Objective: Please count the lines of the material below that contain the string "coordinates", treating uppercase and lowercase as different, and give only that number.

## start Records

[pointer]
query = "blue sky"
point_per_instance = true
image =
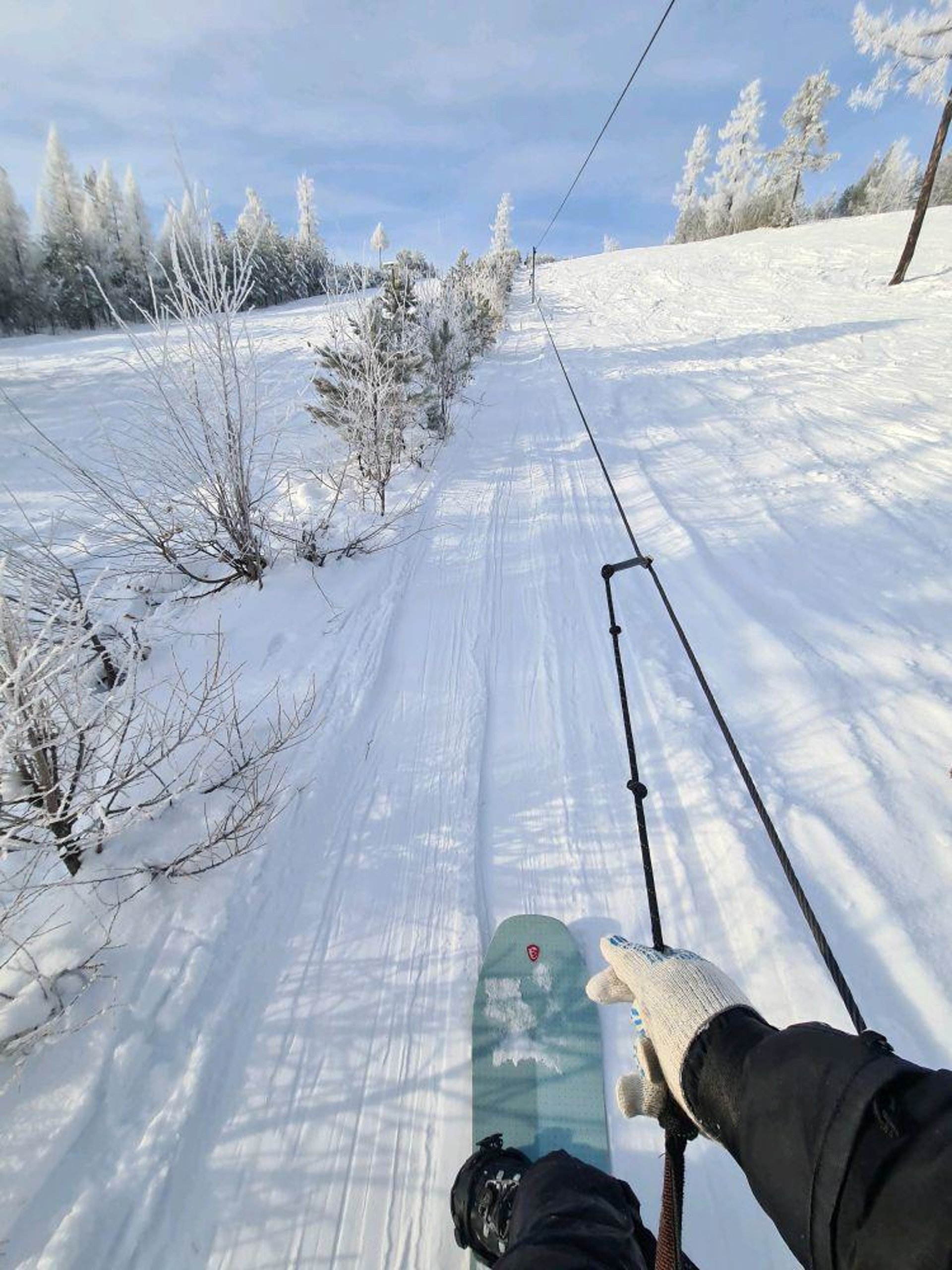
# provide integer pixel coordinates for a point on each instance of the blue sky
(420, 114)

## end Records
## start Records

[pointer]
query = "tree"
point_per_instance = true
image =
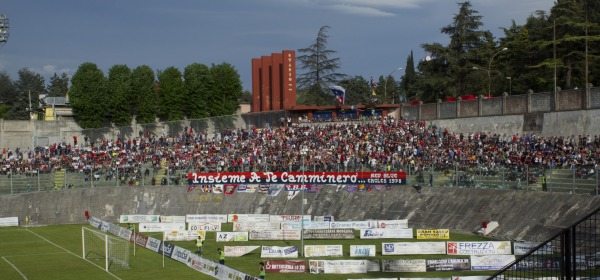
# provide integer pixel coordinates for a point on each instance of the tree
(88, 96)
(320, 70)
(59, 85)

## end Records

Correct response: 2